● **What the task asks**: Which lines run from the line containing "indicate the whitewashed" through the end of the records below? Reproduce them exactly, and nothing else.

[Photo-based referring expression data]
#####

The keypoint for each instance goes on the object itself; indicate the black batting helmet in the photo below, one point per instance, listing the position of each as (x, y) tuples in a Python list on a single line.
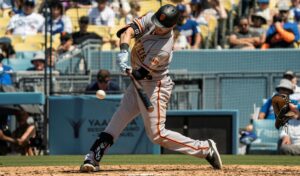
[(166, 16)]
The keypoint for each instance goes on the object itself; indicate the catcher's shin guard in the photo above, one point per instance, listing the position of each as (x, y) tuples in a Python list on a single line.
[(104, 141)]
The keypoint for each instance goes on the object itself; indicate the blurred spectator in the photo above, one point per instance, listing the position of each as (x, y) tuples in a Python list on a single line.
[(83, 35), (60, 22), (120, 7), (103, 82), (180, 41), (17, 8), (5, 136), (258, 20), (264, 9), (51, 57), (5, 77), (197, 12), (186, 3), (134, 12), (66, 44), (188, 28), (23, 133), (6, 47), (27, 22), (295, 12), (38, 62), (266, 111), (290, 138), (282, 34), (5, 4), (244, 38), (247, 136), (102, 14), (216, 9), (84, 3), (290, 75)]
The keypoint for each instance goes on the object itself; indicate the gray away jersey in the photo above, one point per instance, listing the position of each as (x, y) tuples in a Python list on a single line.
[(153, 52)]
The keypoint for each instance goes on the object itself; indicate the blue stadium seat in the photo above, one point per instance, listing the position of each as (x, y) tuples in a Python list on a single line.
[(18, 64), (267, 137)]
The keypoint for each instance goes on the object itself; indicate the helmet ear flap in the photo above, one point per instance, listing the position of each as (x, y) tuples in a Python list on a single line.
[(166, 16)]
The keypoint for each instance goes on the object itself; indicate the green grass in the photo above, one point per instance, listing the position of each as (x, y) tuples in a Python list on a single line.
[(147, 159)]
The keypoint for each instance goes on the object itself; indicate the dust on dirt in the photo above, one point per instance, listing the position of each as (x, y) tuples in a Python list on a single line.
[(154, 170)]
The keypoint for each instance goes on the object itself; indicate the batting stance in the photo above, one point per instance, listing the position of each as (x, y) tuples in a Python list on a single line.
[(150, 60)]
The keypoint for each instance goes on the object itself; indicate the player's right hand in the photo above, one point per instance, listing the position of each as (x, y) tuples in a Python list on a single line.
[(122, 59)]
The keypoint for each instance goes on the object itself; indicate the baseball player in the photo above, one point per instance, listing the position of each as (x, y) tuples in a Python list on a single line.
[(150, 59)]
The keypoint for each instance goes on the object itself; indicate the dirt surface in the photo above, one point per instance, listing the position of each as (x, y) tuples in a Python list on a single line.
[(154, 170)]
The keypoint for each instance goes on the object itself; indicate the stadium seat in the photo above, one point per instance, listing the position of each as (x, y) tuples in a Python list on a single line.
[(38, 39), (147, 6), (5, 13), (76, 13), (27, 47), (4, 22), (18, 64), (15, 39), (267, 137), (103, 31)]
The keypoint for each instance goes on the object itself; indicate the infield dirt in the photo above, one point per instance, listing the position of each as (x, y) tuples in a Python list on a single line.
[(154, 170)]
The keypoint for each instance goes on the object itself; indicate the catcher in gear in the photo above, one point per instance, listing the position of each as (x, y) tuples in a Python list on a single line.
[(281, 103)]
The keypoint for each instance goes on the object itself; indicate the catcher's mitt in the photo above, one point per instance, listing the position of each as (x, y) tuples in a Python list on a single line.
[(280, 103)]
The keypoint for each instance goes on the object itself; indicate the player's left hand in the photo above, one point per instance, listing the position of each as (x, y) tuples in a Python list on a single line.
[(122, 59)]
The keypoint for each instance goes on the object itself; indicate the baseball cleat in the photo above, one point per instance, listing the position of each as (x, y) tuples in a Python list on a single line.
[(213, 156), (89, 166)]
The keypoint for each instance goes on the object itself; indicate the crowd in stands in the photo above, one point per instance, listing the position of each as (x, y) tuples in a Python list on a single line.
[(289, 135), (260, 25)]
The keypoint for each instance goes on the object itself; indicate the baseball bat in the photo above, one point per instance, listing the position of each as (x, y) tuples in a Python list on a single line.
[(145, 99)]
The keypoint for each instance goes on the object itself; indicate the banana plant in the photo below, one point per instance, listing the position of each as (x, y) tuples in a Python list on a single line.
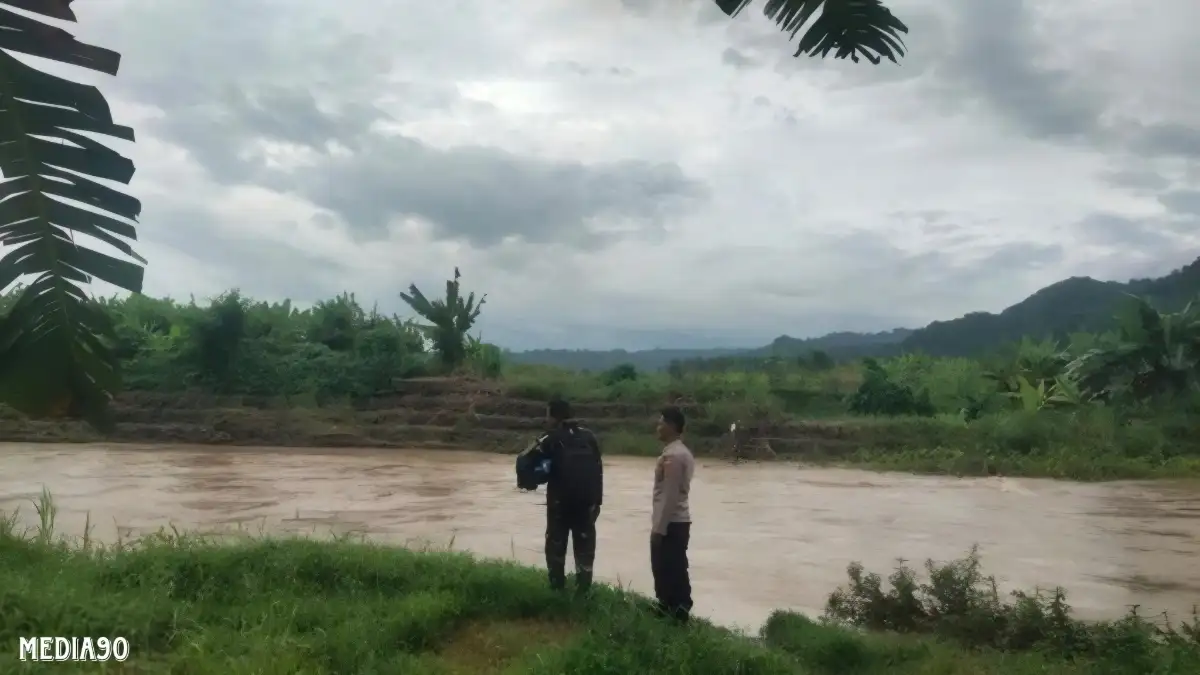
[(449, 318), (1153, 353), (846, 29), (55, 353)]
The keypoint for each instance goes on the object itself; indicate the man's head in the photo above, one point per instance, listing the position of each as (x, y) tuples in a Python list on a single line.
[(671, 423), (558, 411)]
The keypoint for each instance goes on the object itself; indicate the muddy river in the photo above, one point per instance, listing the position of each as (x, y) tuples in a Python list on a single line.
[(765, 536)]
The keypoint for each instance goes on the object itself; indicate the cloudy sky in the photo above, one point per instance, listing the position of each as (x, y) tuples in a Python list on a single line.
[(639, 173)]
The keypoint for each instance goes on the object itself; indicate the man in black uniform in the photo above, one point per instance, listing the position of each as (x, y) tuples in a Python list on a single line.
[(574, 494)]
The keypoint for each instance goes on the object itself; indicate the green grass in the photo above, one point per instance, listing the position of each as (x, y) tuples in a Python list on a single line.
[(299, 607)]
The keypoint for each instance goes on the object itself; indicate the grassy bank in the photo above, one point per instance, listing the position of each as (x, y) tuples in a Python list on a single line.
[(294, 607), (1099, 406)]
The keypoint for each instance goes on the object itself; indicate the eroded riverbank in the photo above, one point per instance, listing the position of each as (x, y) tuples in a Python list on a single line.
[(767, 536)]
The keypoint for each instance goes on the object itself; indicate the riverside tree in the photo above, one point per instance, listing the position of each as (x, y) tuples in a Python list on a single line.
[(57, 344), (55, 357), (450, 318)]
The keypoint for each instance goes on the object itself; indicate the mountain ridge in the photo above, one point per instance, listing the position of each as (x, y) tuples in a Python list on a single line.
[(1074, 304)]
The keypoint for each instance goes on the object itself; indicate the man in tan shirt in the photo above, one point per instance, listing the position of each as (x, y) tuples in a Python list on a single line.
[(671, 519)]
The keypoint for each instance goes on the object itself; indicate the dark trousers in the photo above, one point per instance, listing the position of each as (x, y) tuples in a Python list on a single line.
[(577, 521), (669, 561)]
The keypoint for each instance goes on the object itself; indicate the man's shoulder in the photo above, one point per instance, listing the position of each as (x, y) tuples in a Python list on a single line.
[(678, 448)]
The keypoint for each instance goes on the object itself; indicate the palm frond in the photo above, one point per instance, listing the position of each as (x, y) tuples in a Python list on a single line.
[(845, 28), (54, 359)]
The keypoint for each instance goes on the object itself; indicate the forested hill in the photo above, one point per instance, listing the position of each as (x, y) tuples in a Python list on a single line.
[(1075, 304), (837, 345)]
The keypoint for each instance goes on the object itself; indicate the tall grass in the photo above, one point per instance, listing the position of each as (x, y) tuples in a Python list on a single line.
[(285, 607)]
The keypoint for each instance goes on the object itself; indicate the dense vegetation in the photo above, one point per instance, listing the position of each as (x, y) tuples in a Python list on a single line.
[(1099, 405), (294, 605), (1055, 312)]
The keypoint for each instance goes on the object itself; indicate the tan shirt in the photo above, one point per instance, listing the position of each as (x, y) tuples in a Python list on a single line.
[(672, 482)]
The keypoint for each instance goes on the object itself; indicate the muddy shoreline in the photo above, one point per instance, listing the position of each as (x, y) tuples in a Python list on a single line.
[(437, 416)]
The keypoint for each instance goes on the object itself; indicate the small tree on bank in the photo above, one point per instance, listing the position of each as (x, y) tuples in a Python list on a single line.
[(450, 318)]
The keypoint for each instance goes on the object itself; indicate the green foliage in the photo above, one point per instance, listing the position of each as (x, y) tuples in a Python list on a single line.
[(622, 372), (959, 603), (845, 28), (54, 352), (280, 607), (450, 318), (880, 395), (1153, 354)]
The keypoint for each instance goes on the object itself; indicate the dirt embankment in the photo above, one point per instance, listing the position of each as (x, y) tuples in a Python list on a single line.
[(429, 413)]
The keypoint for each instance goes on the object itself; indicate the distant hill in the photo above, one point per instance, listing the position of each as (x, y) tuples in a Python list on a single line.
[(837, 345), (1075, 304), (587, 359), (1072, 305)]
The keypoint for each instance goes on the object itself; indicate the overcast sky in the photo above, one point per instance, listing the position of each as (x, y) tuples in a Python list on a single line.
[(639, 173)]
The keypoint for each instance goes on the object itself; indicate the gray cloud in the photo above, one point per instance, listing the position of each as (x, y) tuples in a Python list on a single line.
[(484, 195), (1138, 179), (731, 57), (1128, 233), (642, 144), (478, 193), (996, 54), (1182, 202)]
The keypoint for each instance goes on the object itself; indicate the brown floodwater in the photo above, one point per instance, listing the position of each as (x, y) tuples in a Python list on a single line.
[(766, 536)]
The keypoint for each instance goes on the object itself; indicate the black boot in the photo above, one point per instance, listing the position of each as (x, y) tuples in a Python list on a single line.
[(582, 583)]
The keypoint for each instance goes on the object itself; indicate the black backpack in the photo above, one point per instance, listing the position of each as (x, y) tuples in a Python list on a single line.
[(533, 470), (576, 471)]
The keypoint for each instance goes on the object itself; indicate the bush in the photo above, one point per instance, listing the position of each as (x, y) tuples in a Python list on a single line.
[(961, 604)]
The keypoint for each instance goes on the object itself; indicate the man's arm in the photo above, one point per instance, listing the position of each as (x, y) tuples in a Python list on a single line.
[(672, 478), (595, 446)]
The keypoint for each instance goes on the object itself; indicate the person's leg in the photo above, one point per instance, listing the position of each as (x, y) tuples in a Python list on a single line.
[(557, 530), (583, 544), (659, 569), (675, 545)]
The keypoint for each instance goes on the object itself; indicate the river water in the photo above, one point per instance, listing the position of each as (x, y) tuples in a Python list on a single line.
[(766, 536)]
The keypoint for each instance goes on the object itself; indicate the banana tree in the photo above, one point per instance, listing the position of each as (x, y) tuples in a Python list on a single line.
[(1153, 353), (450, 318), (849, 29), (55, 354)]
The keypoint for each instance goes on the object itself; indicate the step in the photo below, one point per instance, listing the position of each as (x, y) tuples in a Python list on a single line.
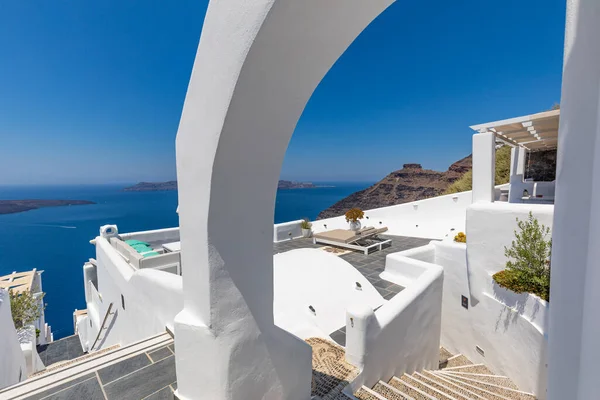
[(440, 380), (500, 390), (410, 390), (455, 392), (473, 368), (494, 379), (86, 365), (475, 389), (364, 393), (444, 354), (430, 390), (458, 361), (389, 392)]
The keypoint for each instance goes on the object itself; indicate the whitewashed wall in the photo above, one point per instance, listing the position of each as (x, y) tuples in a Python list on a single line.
[(403, 335), (312, 277), (12, 362), (152, 299), (508, 327)]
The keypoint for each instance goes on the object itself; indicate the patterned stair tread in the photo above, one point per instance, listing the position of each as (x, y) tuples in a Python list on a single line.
[(493, 379), (331, 372), (446, 393), (441, 381), (367, 394), (486, 394), (410, 390), (497, 389), (474, 368), (389, 392), (430, 390), (458, 361), (444, 354)]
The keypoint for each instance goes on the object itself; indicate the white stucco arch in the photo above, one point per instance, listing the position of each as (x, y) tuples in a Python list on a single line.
[(258, 63)]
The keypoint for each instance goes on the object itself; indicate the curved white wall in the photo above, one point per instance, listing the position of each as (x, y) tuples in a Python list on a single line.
[(12, 362), (312, 277), (575, 320), (403, 335)]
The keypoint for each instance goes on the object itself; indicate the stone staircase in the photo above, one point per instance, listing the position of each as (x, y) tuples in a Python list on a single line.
[(141, 370), (458, 379)]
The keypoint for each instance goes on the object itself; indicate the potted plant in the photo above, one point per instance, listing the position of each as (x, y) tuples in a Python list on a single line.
[(306, 227), (460, 238), (352, 216), (528, 266)]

#####

● **Completed exercise**:
The keypoint for each instance goes on the object itself; indicate the whitewashed wall in the photo above, one point per instance, listing the position of each as (x, y) tuples in a Python list on a single line.
[(403, 335), (312, 277), (12, 362), (152, 299), (508, 327)]
The keypoint for each instance goes on the object itself; indicate the patterned stair tread in the photo above, one point per instance, listing the position of each as (x, y) tuples in a Python list on a single line.
[(493, 379), (331, 372), (446, 393), (441, 381), (367, 394), (486, 394), (410, 390), (497, 389), (474, 368), (389, 392), (430, 390), (458, 361), (444, 354)]
The keypoint for each instance goes on the object itself; indicate the white stucco arch in the photo above, one point per instance, listing the position of each as (x, y) tuples in a Python list on a single line.
[(258, 63)]
The keypoint for each instance goes on the object itself; indicate the curved white wall in the photo above, one point per instance, listing the position of each as (x, y) tuples in a Python list on a single line.
[(12, 362), (312, 277), (575, 320), (403, 335)]
The keypoint for each instance goes on the object itself; indicate the stone staircase in the photo above, one point per instance, listing the position of each as (x, y) tuples in a Python list on a single line.
[(141, 370), (458, 379)]
The keypoint for each instance goes on the object itself; indicate the potted plant in the photo above, one point per instance, listing the position of each as (x, y) tuples in a Python list on a single line.
[(306, 227), (460, 238), (352, 216), (528, 266)]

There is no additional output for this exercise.